→ What to do:
Images are to be left out; everything else in the records gets copied exactly.

++++ Material supplied

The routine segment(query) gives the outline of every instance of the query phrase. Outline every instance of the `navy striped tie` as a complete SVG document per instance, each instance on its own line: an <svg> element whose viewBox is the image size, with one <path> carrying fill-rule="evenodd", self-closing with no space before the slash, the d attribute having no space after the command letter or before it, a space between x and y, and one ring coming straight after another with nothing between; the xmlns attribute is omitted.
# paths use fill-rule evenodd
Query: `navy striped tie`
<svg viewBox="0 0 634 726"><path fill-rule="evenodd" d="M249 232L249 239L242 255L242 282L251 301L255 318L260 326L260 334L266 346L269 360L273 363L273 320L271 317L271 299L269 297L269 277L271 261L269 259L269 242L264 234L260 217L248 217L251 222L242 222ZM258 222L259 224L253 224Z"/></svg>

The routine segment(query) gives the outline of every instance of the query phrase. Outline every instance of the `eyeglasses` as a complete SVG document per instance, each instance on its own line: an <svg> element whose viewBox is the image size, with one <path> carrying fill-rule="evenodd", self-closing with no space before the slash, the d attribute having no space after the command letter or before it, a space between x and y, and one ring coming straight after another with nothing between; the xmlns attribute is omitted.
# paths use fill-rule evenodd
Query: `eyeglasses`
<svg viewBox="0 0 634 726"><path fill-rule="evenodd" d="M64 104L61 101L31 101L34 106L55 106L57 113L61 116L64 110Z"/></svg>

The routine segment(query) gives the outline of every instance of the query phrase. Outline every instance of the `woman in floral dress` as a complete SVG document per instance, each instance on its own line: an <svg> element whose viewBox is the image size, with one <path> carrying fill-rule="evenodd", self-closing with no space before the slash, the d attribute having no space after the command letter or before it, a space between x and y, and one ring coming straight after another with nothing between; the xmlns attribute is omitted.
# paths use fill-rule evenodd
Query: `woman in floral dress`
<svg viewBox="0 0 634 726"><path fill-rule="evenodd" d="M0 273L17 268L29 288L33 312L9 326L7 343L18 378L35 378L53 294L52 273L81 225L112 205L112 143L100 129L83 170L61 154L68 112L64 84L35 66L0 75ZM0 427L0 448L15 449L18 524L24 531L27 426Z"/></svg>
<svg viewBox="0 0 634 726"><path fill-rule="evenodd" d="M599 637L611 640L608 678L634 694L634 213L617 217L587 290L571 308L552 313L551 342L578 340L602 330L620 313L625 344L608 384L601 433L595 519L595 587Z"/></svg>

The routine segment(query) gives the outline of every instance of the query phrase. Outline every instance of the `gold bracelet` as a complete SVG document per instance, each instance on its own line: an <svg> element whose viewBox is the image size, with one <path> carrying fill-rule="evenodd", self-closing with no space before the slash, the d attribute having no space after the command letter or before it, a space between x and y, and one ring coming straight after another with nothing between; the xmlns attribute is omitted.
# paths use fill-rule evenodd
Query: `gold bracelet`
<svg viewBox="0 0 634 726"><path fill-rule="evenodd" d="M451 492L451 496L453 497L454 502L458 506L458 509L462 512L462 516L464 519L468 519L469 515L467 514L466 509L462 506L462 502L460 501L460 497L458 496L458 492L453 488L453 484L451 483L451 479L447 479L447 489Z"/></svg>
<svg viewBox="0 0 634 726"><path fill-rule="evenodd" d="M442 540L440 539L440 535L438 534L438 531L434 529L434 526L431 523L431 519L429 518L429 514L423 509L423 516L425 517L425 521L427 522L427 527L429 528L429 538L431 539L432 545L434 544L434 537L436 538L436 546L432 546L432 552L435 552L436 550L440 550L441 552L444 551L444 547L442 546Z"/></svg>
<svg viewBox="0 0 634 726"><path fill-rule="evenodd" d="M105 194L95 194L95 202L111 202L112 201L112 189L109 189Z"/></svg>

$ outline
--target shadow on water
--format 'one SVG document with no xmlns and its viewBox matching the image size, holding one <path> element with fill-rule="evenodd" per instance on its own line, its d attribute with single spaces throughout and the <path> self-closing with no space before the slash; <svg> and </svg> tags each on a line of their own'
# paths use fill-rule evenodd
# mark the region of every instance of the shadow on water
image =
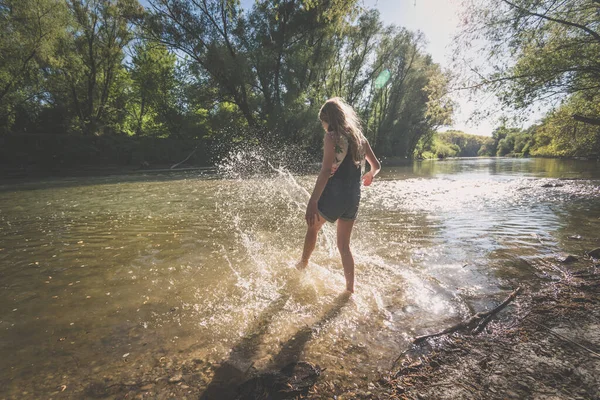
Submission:
<svg viewBox="0 0 600 400">
<path fill-rule="evenodd" d="M 284 293 L 289 292 L 284 289 Z M 275 315 L 282 311 L 290 295 L 284 294 L 272 302 L 257 318 L 249 333 L 233 347 L 227 360 L 223 361 L 216 369 L 212 381 L 208 384 L 202 400 L 227 400 L 239 395 L 239 387 L 248 380 L 262 337 L 267 333 Z M 350 293 L 345 292 L 337 296 L 323 316 L 311 326 L 304 326 L 292 337 L 282 344 L 279 353 L 266 368 L 267 371 L 278 370 L 291 362 L 298 361 L 306 344 L 312 339 L 327 322 L 335 319 L 342 311 L 344 305 L 350 300 Z M 254 375 L 254 374 L 253 374 Z"/>
<path fill-rule="evenodd" d="M 122 174 L 104 174 L 92 176 L 50 176 L 50 177 L 24 177 L 7 179 L 0 177 L 0 193 L 23 191 L 59 189 L 83 186 L 114 185 L 116 183 L 144 183 L 144 182 L 171 182 L 185 179 L 218 179 L 220 176 L 214 168 L 197 170 L 173 171 L 129 171 Z"/>
</svg>

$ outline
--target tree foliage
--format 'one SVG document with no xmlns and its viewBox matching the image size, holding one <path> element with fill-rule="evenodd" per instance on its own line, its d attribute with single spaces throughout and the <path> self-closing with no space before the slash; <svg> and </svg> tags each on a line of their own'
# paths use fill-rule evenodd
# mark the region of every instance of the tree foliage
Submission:
<svg viewBox="0 0 600 400">
<path fill-rule="evenodd" d="M 67 18 L 60 0 L 0 1 L 0 130 L 38 113 L 44 71 L 56 61 Z"/>
<path fill-rule="evenodd" d="M 600 102 L 590 104 L 581 97 L 572 96 L 535 127 L 531 155 L 600 158 L 600 126 L 573 121 L 572 118 L 584 112 L 600 115 Z"/>
<path fill-rule="evenodd" d="M 501 155 L 530 150 L 547 156 L 596 154 L 600 2 L 466 0 L 464 5 L 457 60 L 467 69 L 465 87 L 476 93 L 491 90 L 511 109 L 553 106 L 527 137 L 513 132 L 492 150 Z M 467 52 L 483 56 L 485 62 L 469 59 Z M 546 144 L 536 143 L 538 139 Z"/>
<path fill-rule="evenodd" d="M 133 47 L 127 111 L 132 117 L 129 133 L 168 135 L 180 119 L 176 99 L 176 56 L 159 43 L 141 42 Z"/>
<path fill-rule="evenodd" d="M 422 35 L 356 0 L 148 4 L 3 1 L 1 46 L 15 54 L 0 65 L 4 130 L 213 142 L 254 131 L 318 149 L 319 107 L 341 96 L 378 152 L 411 157 L 451 120 Z"/>
<path fill-rule="evenodd" d="M 507 105 L 600 93 L 600 3 L 595 0 L 469 0 L 461 44 L 480 46 L 488 68 L 476 87 Z"/>
</svg>

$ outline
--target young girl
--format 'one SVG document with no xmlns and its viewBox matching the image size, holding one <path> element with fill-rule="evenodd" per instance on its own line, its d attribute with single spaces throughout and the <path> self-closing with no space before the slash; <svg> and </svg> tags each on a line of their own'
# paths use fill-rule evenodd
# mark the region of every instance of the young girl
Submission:
<svg viewBox="0 0 600 400">
<path fill-rule="evenodd" d="M 358 214 L 362 161 L 366 158 L 371 170 L 363 177 L 369 186 L 381 165 L 360 129 L 356 113 L 339 97 L 325 102 L 319 112 L 325 129 L 323 164 L 306 207 L 308 230 L 298 269 L 308 265 L 315 249 L 317 234 L 325 221 L 337 221 L 337 246 L 342 256 L 346 290 L 354 293 L 354 258 L 350 252 L 350 235 Z"/>
</svg>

++++++++

→ Answer section:
The routine segment(query) gives the outline of every instance of the query phrase. Outline every instance of the `navy striped tie` as a complete SVG document per instance, each instance on its own line: an <svg> element whose viewBox is the image size, with one <path> carrying fill-rule="evenodd", self-closing with no space before the slash, the d attribute having no space after the command letter or before it, a space between x and y, and one ring coming straight after another with nothing between; the xmlns attribute is omitted.
# paths use fill-rule evenodd
Query: `navy striped tie`
<svg viewBox="0 0 634 726"><path fill-rule="evenodd" d="M249 232L249 239L242 255L242 282L251 301L255 318L260 326L260 334L266 346L269 360L273 363L273 320L271 317L271 299L269 297L269 277L271 261L269 259L269 242L264 234L260 217L248 217L251 222L242 222ZM258 222L259 224L253 224Z"/></svg>

The routine segment(query) gives the outline of every instance of the query phrase. Outline every instance of the `eyeglasses` as a complete SVG document per instance, each instance on its own line: an <svg> element whose viewBox is the image size, with one <path> carrying fill-rule="evenodd", self-closing with no space before the slash, the d attribute having no space after the command letter or before it, a space between x and y, and one ring coming straight after another with nothing between; the xmlns attribute is omitted.
# paths use fill-rule evenodd
Query: `eyeglasses`
<svg viewBox="0 0 634 726"><path fill-rule="evenodd" d="M64 104L61 101L31 101L34 106L55 106L57 113L61 116L64 110Z"/></svg>

The routine segment(query) gives the outline of every instance of the query phrase. Outline every instance of the `woman in floral dress` as a complete SVG document per instance, each instance on its own line: an <svg> element whose viewBox is the image size, with one <path> carrying fill-rule="evenodd", self-closing with no space before the slash, the d attribute having no space after the command letter or before it, a space between x and y, and one ring coming straight after another with nothing between; the xmlns attribute is omitted.
# paths use fill-rule evenodd
Query: `woman in floral dress`
<svg viewBox="0 0 634 726"><path fill-rule="evenodd" d="M0 273L17 268L29 288L33 312L9 326L7 343L18 378L35 378L53 294L52 273L81 225L112 205L112 143L100 129L83 170L61 154L68 112L64 84L35 66L0 75ZM0 427L0 448L15 449L18 524L24 531L27 426Z"/></svg>
<svg viewBox="0 0 634 726"><path fill-rule="evenodd" d="M599 637L611 640L608 678L634 694L634 213L617 217L587 290L571 308L552 313L551 342L578 340L602 330L620 313L625 344L608 384L601 433L595 519L595 587Z"/></svg>

The routine segment(query) gives the outline of every instance of the query phrase. Outline every instance of the `gold bracelet` as a complete SVG document per instance, each instance on its own line: an <svg> element whose viewBox is the image size, with one <path> carrying fill-rule="evenodd", self-closing with no space before the slash, the d attribute having no space after the command letter or before it, a space between x and y, and one ring coming straight after another with nothing between; the xmlns attribute is omitted.
# paths use fill-rule evenodd
Query: `gold bracelet`
<svg viewBox="0 0 634 726"><path fill-rule="evenodd" d="M451 492L451 496L453 497L454 502L458 506L458 509L462 512L462 516L464 519L468 519L469 515L467 514L466 509L462 506L462 502L460 501L460 497L458 496L458 492L453 488L453 484L451 483L451 479L447 479L447 489Z"/></svg>
<svg viewBox="0 0 634 726"><path fill-rule="evenodd" d="M442 540L440 539L440 535L438 534L438 531L434 529L434 526L431 523L431 519L429 518L429 514L423 509L423 516L425 517L425 521L427 522L427 527L429 528L429 538L431 539L432 545L434 544L434 537L436 538L436 546L432 546L432 552L435 552L436 550L440 550L441 552L444 551L444 547L442 546Z"/></svg>
<svg viewBox="0 0 634 726"><path fill-rule="evenodd" d="M105 194L95 194L95 202L111 202L112 201L112 189L109 189Z"/></svg>

$ outline
--target shadow on water
--format 'one SVG document with no xmlns and its viewBox matching the image size, holding one <path> element with fill-rule="evenodd" per instance on its own line, its d attribute with single spaces throughout and the <path> self-closing with no space before the slash; <svg> and </svg> tags each on a line of their own'
# paths use fill-rule evenodd
# mark the region of every instance of the shadow on water
image =
Submission:
<svg viewBox="0 0 600 400">
<path fill-rule="evenodd" d="M 284 293 L 289 292 L 284 289 Z M 275 315 L 282 311 L 290 295 L 284 294 L 272 302 L 257 318 L 249 333 L 233 347 L 227 360 L 223 361 L 216 369 L 212 381 L 208 384 L 202 400 L 227 400 L 239 395 L 239 387 L 248 380 L 262 337 L 267 333 Z M 350 293 L 345 292 L 337 296 L 323 316 L 311 326 L 304 326 L 292 337 L 282 344 L 279 353 L 266 368 L 267 371 L 278 370 L 291 362 L 298 361 L 306 344 L 312 339 L 327 322 L 335 319 L 342 311 L 344 305 L 350 300 Z M 254 375 L 254 374 L 253 374 Z"/>
<path fill-rule="evenodd" d="M 122 174 L 104 174 L 92 176 L 50 176 L 50 177 L 24 177 L 7 179 L 0 177 L 0 193 L 23 191 L 59 189 L 83 186 L 114 185 L 116 183 L 144 183 L 144 182 L 171 182 L 185 179 L 218 179 L 220 176 L 214 168 L 197 170 L 173 171 L 129 171 Z"/>
</svg>

$ outline
--target tree foliage
--format 'one SVG document with no xmlns and its viewBox matching the image size, holding one <path> element with fill-rule="evenodd" per instance on its own line, its d attribute with single spaces throughout and the <path> self-closing with no space before the slash; <svg> and </svg> tags each on a line of their own'
# paths use fill-rule evenodd
# mark the region of every instance of the tree foliage
Submission:
<svg viewBox="0 0 600 400">
<path fill-rule="evenodd" d="M 67 18 L 60 0 L 0 1 L 0 130 L 38 113 L 44 71 L 56 61 Z"/>
<path fill-rule="evenodd" d="M 600 102 L 590 104 L 581 97 L 572 96 L 535 127 L 531 155 L 600 158 L 600 126 L 573 121 L 572 118 L 584 112 L 600 115 Z"/>
<path fill-rule="evenodd" d="M 501 155 L 530 150 L 547 156 L 596 154 L 600 2 L 466 0 L 464 5 L 457 60 L 467 69 L 465 87 L 476 93 L 491 90 L 511 109 L 553 106 L 527 137 L 513 132 L 492 150 Z M 467 52 L 483 56 L 485 62 L 469 59 Z M 546 144 L 536 143 L 538 139 Z"/>
<path fill-rule="evenodd" d="M 133 47 L 127 111 L 132 117 L 129 133 L 168 135 L 180 119 L 176 99 L 176 56 L 159 43 L 141 42 Z"/>
<path fill-rule="evenodd" d="M 422 35 L 356 0 L 148 4 L 3 1 L 1 46 L 15 54 L 0 65 L 4 130 L 213 142 L 254 131 L 318 149 L 319 107 L 341 96 L 378 152 L 411 157 L 451 120 Z"/>
<path fill-rule="evenodd" d="M 507 105 L 600 93 L 600 3 L 595 0 L 469 0 L 461 44 L 480 46 L 488 68 L 476 87 Z"/>
</svg>

$ outline
--target young girl
--format 'one SVG document with no xmlns and its viewBox matching the image size, holding one <path> element with fill-rule="evenodd" per instance on its own line, its d attribute with single spaces throughout and the <path> self-closing with no space before the slash; <svg> and </svg> tags each on a line of their own'
# paths use fill-rule evenodd
# mark the region of every instance of the young girl
Submission:
<svg viewBox="0 0 600 400">
<path fill-rule="evenodd" d="M 358 214 L 362 161 L 366 158 L 371 170 L 363 177 L 369 186 L 381 165 L 360 129 L 356 113 L 339 97 L 325 102 L 319 112 L 325 129 L 323 164 L 306 207 L 308 230 L 298 269 L 308 265 L 315 249 L 317 234 L 325 221 L 337 221 L 337 246 L 342 256 L 346 290 L 354 293 L 354 258 L 350 252 L 350 235 Z"/>
</svg>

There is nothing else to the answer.